- What to do -
What you produce should match the records below precisely, except that images are removed.

Extracted data entries
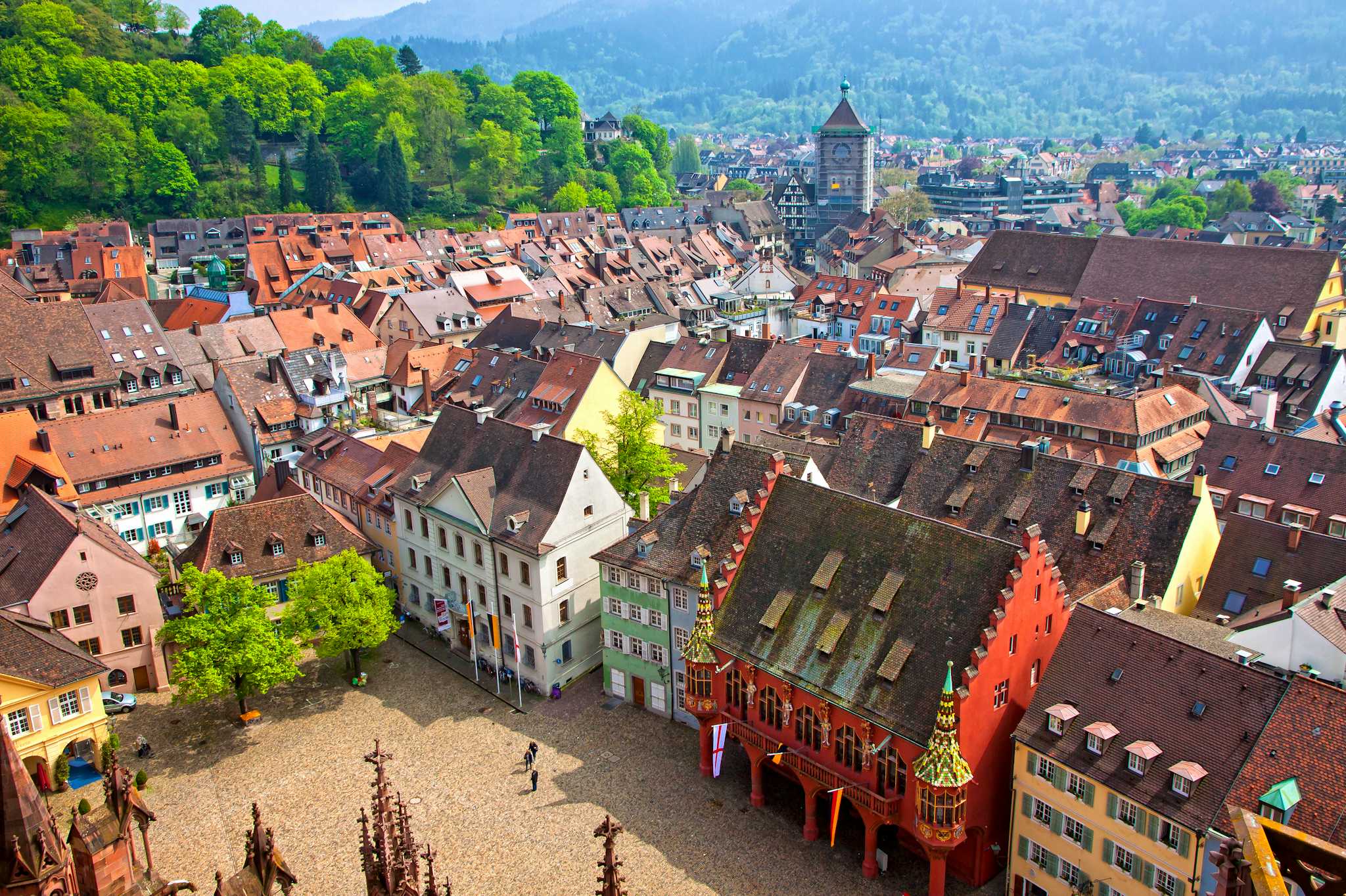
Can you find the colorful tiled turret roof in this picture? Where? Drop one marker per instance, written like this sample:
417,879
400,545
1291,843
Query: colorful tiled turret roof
942,763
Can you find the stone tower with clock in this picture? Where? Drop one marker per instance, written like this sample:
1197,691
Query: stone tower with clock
845,164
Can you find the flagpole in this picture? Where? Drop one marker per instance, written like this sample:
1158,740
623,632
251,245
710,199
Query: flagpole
519,670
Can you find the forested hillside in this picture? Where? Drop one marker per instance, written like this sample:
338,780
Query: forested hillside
1000,68
114,108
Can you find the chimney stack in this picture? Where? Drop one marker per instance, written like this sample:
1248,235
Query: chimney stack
1082,516
727,439
1138,579
1291,594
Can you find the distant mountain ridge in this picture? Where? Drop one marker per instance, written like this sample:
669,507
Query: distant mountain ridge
1000,68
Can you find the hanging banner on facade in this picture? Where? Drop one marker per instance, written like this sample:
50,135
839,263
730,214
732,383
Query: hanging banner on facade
718,734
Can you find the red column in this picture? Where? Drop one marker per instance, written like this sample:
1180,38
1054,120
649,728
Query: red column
871,843
810,813
937,862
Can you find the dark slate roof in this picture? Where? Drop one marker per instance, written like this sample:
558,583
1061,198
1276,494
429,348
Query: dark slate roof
952,584
1238,458
33,650
1161,683
529,475
1249,277
1245,541
1305,739
1030,260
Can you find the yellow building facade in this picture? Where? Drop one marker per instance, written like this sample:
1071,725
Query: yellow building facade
1069,830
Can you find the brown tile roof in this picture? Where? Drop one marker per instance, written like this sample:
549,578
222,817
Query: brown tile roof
1031,261
132,439
952,581
1305,740
252,527
32,650
1153,698
1251,547
1272,282
37,533
1238,460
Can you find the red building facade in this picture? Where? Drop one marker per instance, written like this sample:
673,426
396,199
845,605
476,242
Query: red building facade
824,637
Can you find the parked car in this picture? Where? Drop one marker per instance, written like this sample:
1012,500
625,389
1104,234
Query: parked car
115,703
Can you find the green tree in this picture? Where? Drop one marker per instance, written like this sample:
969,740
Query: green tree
408,62
630,454
687,158
227,642
908,205
341,604
286,182
258,169
570,198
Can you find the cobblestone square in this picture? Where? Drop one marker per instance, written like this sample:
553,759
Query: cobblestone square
458,759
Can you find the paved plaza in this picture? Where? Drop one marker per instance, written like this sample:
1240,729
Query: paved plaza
458,759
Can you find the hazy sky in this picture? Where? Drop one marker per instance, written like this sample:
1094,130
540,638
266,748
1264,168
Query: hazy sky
296,12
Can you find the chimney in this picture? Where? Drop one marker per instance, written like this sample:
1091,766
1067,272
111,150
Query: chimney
1027,455
1198,482
1082,516
727,439
927,434
1138,579
1291,594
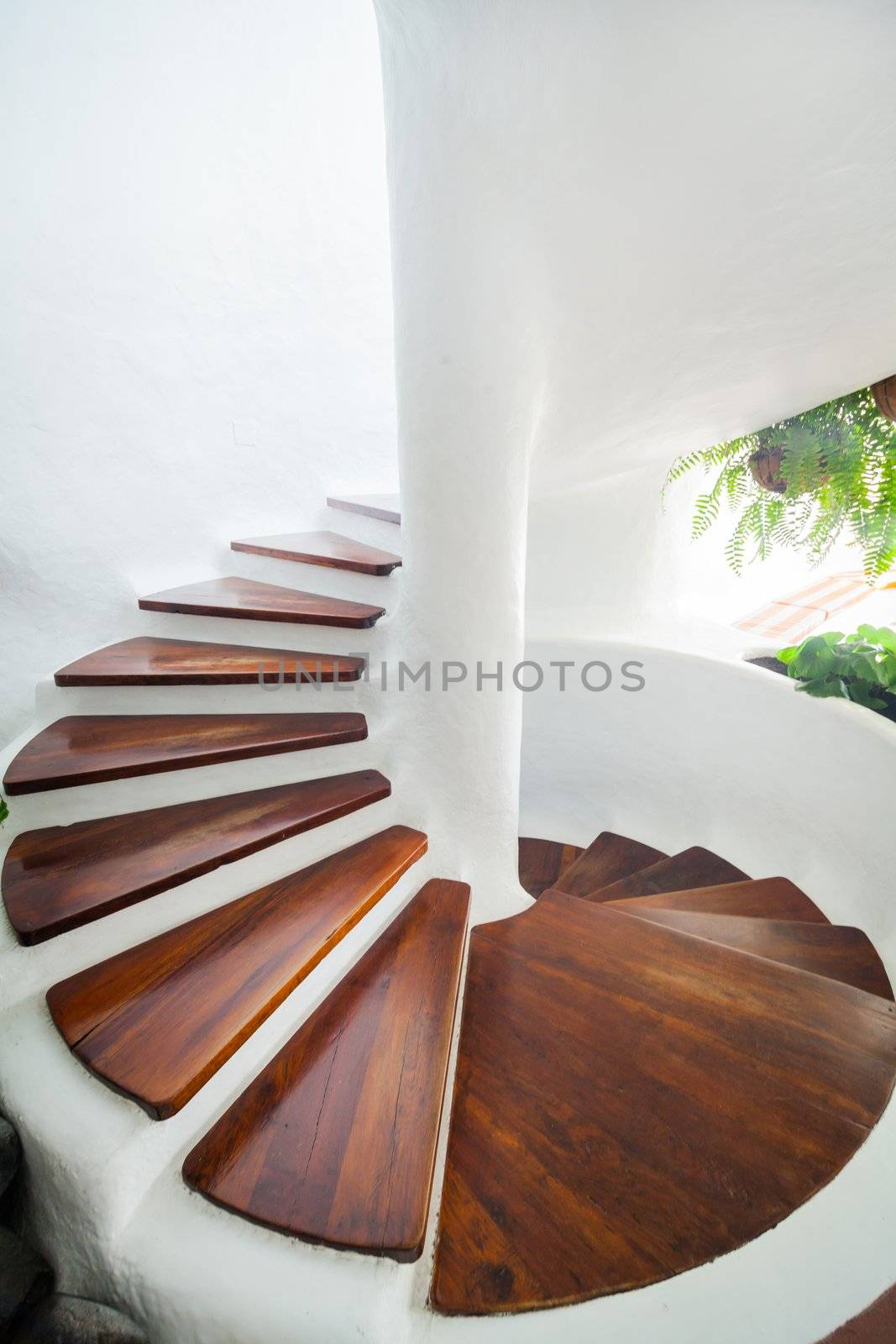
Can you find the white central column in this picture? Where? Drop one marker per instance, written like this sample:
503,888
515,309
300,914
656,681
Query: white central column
468,407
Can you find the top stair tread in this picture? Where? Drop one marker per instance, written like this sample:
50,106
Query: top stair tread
150,660
58,878
335,1140
89,749
156,1021
833,951
684,871
385,507
762,898
730,1089
327,549
251,601
607,859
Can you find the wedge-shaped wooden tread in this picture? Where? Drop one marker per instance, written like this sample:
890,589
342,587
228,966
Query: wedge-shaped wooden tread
250,601
607,859
62,877
327,549
385,507
759,898
149,660
335,1142
87,749
543,862
694,867
678,1100
833,951
157,1021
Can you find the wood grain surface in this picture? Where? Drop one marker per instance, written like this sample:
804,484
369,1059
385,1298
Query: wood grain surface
674,1100
250,601
157,1021
89,749
58,878
335,1142
149,660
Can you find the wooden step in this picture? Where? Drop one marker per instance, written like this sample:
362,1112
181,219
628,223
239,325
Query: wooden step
685,871
761,898
58,878
607,859
335,1142
327,549
157,1021
244,600
543,862
833,951
678,1100
385,507
149,660
87,749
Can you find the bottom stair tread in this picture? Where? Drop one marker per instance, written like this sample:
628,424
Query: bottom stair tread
833,951
678,1100
335,1140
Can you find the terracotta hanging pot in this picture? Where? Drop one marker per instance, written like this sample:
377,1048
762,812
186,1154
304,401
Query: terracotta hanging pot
884,394
766,470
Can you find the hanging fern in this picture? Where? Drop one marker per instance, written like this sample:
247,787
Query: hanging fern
828,472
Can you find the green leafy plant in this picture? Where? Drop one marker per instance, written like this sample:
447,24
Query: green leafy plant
859,667
805,481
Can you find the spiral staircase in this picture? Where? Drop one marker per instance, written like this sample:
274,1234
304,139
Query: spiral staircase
660,1059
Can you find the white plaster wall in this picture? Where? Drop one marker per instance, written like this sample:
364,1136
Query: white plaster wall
620,230
196,336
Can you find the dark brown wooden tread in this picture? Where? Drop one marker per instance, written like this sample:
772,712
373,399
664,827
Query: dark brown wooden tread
694,867
837,952
383,507
543,862
246,600
759,898
335,1140
325,549
157,1021
149,660
89,749
607,859
678,1100
58,878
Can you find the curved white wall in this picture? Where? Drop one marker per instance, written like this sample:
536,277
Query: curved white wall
653,228
195,282
719,753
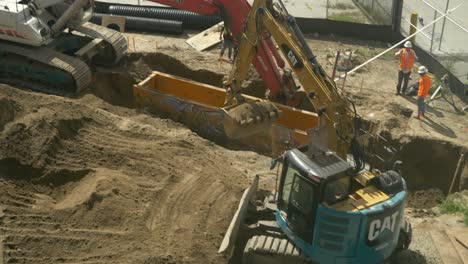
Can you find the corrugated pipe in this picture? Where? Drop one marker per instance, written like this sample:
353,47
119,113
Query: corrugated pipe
191,20
147,24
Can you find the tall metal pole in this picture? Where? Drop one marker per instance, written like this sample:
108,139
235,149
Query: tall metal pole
443,25
399,43
328,3
433,31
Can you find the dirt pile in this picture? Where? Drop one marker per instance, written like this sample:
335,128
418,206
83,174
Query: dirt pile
84,181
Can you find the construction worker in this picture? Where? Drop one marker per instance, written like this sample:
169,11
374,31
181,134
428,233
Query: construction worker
423,89
407,58
227,42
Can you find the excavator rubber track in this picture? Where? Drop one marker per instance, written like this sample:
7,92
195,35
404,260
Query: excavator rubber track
43,69
116,43
263,249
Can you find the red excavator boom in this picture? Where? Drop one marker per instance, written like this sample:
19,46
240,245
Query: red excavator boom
267,61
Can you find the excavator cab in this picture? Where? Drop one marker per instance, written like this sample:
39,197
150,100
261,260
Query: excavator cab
307,182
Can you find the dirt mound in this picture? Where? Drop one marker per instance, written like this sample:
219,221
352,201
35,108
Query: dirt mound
425,199
84,181
8,111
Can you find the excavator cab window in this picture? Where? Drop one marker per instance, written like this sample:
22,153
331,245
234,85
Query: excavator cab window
298,202
337,190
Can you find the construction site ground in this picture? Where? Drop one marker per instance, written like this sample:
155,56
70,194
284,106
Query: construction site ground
91,180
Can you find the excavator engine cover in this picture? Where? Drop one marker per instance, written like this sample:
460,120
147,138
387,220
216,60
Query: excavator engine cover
249,118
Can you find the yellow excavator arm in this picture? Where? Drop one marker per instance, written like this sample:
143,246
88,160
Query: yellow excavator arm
272,20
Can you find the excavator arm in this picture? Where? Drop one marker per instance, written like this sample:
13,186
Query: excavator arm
266,18
266,60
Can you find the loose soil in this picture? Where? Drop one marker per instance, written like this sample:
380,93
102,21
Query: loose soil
86,182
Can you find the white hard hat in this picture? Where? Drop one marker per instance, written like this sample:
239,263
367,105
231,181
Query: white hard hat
422,69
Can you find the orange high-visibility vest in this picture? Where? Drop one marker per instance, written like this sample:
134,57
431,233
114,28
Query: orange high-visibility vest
408,62
424,86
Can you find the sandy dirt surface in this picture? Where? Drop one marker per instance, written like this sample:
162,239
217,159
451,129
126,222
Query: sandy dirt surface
85,182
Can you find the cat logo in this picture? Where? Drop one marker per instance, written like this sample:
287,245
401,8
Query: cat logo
378,226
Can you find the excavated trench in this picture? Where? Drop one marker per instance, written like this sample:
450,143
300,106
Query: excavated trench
427,163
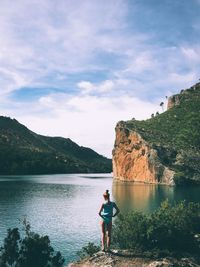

- Response area -
Can you find the colorful tiled turret roof in this picture? Where? Drop one marker per instance, written like this sample:
417,879
400,545
1291,843
Query: colorful tiled turret roof
942,763
Can you find the stone tower with clock in this picture? Where? Drop one marker per instance, written like this sample:
1197,691
Query: stone tower with clock
845,164
Can you find the flagpole in this picture? Where? Drop one marker per instance, written like this sample:
1158,740
623,632
251,245
710,199
Query: flagpole
519,670
Can you find the forested hillside in this picture? Where? Drop one marker per instance, written like this sample:
338,780
Query: forested hillside
1000,68
114,108
Can you find the chimney stack in this picture? Where? Drop one marker per instance, written like this sample:
1248,235
Query: chimney stack
1082,516
727,439
1138,579
1291,594
Can you find the distant mountain ridge in this picture? Where? Drop one marker per instance, written like this sample:
669,507
Query: distant mountain ridge
1000,68
Can you find the hanging banner on facade in this picture? Where? Drop one marker per instance, written like this sample:
50,135
839,263
730,214
732,383
Query: hanging banner on facade
718,734
Can you find the red column in this picture? Where? Drop one marker per instance, written like this sample:
1180,38
1054,120
649,728
Query: red column
871,843
810,813
937,862
Can you find the dark slate roof in this picture? Where? Drop one marker per instance, written like this sample:
558,583
1061,198
1276,494
429,348
Query: dark slate roof
952,584
1238,458
33,650
1161,683
529,475
1249,277
1245,541
1305,739
1030,260
Can you find the yellow building facade in this picture? Where? Drop one marker per instance, written like this sample:
1071,725
Query: yellow building facade
1069,830
Can you find the brown tile roof in this picture? Where? Drop one marker per instance, written like this sample:
549,578
222,817
Query: brown tile roof
1031,261
132,439
952,581
1305,740
252,527
32,650
1153,698
1251,547
1272,282
37,533
1238,460
Can you find the red building facade in this picture? Where? Drop one marker per instance, written like this sample:
673,426
396,199
845,605
476,242
Query: red building facade
824,637
Can you find the parked car in this picture? Where? Drop one marker per instance, written like this sample:
1012,500
625,389
1104,234
Query: parked car
115,703
Can you find the green tree in this picture? Where? Drop one marker per instance, written like this sample:
969,740
Query: green tree
408,62
630,454
687,158
227,642
908,205
341,604
286,182
258,169
570,198
Can you find the cobblestone square in this picture? Where? Drop one marker per instance, written like this sample:
553,759
Query: cobblestone square
458,759
Can you find the paved plaza in this picture? Where? Drop one marker per instance, written like this sample:
1240,729
Query: paved plaza
458,759
Can you find the hazy sky in this picture? Where? Drop one marker per instance, written like this sample:
1094,130
540,638
266,748
1264,168
Query: hazy sky
296,12
Can you find the chimney in this picture? Where? Drop one marker per instance, written like this sample:
1091,766
1067,272
111,150
Query: chimney
1027,455
1198,482
1082,516
727,439
927,434
1138,579
1291,594
Can you find the white central column in this picture? Where? Drop one marker per instance, written like this sample:
503,888
515,309
300,914
656,681
Query: white central column
468,407
Can you find the top stair tread in this picture? Where? Drop one marker per instance, written like this sample:
50,106
Query: top stair tread
150,660
58,878
335,1140
89,749
156,1021
833,951
684,871
385,507
762,898
730,1089
327,549
251,601
607,859
Can you find the wedge-shaped wooden tread in this picture? Where? Drop one marker per instance, written like this sample:
890,589
342,587
228,966
Query: wedge-shaped wooden tread
250,601
607,859
62,877
327,549
385,507
759,898
149,660
335,1142
87,749
543,862
694,867
678,1100
833,951
157,1021
Can you find the wood grain surface in this picture? Where? Drop one marker per instance, written like this sample:
804,484
369,1059
385,1298
Query: wood grain surface
674,1100
250,601
157,1021
89,749
58,878
335,1142
149,660
Can you find the wooden step in this picture? Where? Drop one marker per instance, written like this sample:
362,1112
181,219
628,223
239,325
Query: wooden step
685,871
761,898
58,878
607,859
335,1142
327,549
157,1021
244,600
543,862
833,951
678,1100
385,507
149,660
87,749
Can you find the bottom stair tread in this picture? Where? Drop one marker per instance, written like this sample:
628,424
Query: bottom stair tread
833,951
678,1100
335,1140
Can you find the terracotta hanging pot in this picture? Where? Drop one marker per instance, written like this sample:
377,1048
762,812
186,1154
304,401
Query: terracotta hanging pot
884,394
766,470
Can you find the hanging fern in this picture? Where? Drop one marker per instance, written like this sample:
247,787
Query: hanging fern
828,472
Can you find the green leafy plant in this picture? Where? Drop one marker per instance, written like this sample:
447,24
Query: green leafy plant
859,667
805,481
Can you find the spiral staircase in this picture? Where? Drop one marker per instance, written like this sample:
274,1234
304,139
Query: spiral staircase
660,1059
Can you find the white plaster wall in this picture? Where? Drop one marker per instance, written like this sample:
364,1136
Query: white plaster wall
620,230
196,336
Can you find the dark brown wooden tread in this picture? Where? Drop one marker per instance, written like this sample:
772,712
373,399
664,827
Query: dark brown wooden tread
694,867
837,952
383,507
543,862
246,600
759,898
335,1140
325,549
157,1021
149,660
89,749
607,859
678,1100
58,878
Can you find the curved white wall in this picture? Where? Drop one marker per instance, written like this sample:
536,277
Query: curved white wall
653,228
195,282
719,753
Can you find the corrugated pipe in this picture? Where? Drop one marker per instance, written like this sample:
353,47
119,113
Query: corrugated pipe
191,20
147,24
Can you find the tall metal pole in this picture? Where? Drop one marker per instance, written like this sample:
108,139
235,149
Query: tall metal pole
443,25
399,43
328,3
433,31
Can you find the dirt pile in this picture? Where? Drop one marker per instance, written like this sample:
335,128
418,206
83,174
Query: dirt pile
84,181
Can you find the construction worker in this picture? Where? Drop one marker per instance, written like this sample:
169,11
374,31
181,134
428,233
Query: construction worker
423,89
407,58
227,42
Can you find the excavator rubber track in this picture? Where? Drop one marker per instance, written like this sample:
7,92
195,35
404,260
Query: excavator rubber track
43,69
116,43
263,249
Can you find the red excavator boom in this picture? Where? Drop one marker per instance, written like this sample:
19,46
240,245
Query: red excavator boom
267,61
Can you find the excavator cab in this picture? Where? Drop one marker per instance, written like this sample:
39,197
150,100
261,260
Query: excavator cab
307,182
Can you find the dirt mound in this picture? Where? Drop one marker per instance, written like this sample:
219,221
352,201
35,108
Query: dirt mound
425,199
84,181
8,111
Can you find the excavator cab window in this picture? Where? Drop one marker per instance, written like this sample:
22,153
331,245
234,85
Query: excavator cab window
298,202
337,190
Can you find the construction site ground in this picture? Where? Drop one marker per instance, written like this sample:
155,56
70,194
284,106
Query: construction site ground
91,180
Can you find the excavator engine cover in this picture? Where? Drop one marker per instance, written like this sample:
460,120
147,138
387,220
216,60
Query: excavator engine cover
249,118
Can you find the yellow excavator arm in this picture? Where? Drop one marker per instance, written like this sample:
143,246
88,160
Query: yellow excavator arm
272,20
Can you find the excavator arm in this picture? Where? Drop one marker per instance, written like this sample:
13,186
Query: excavator arm
266,18
266,60
Can you find the loose soil in this picture? Where? Drop one marker per instance, written like this sample:
380,93
102,21
Query: loose soil
86,182
Can you find the white hard hat in this picture? Where? Drop one marker per instance, written like this sample:
239,263
367,105
231,181
Query: white hard hat
422,69
Can you find the orange high-visibility vest in this picture? Where? Drop one marker per instance, written like this sample:
134,57
431,233
114,28
Query: orange high-visibility vest
408,62
424,86
Can you find the sandy dirt surface in this picture? Where? Drop one marker per instance, written like this sample:
162,239
217,159
451,129
126,222
Query: sandy dirt surface
85,182
Can you find the cat logo in this picture? Where? Drop one marker per instance, written like this sample:
287,245
401,8
Query: cat logo
378,226
Can you find the excavated trench in this picture? Where? Drop one marker per instance, written like this sample:
450,143
300,106
Query: excavated trench
427,163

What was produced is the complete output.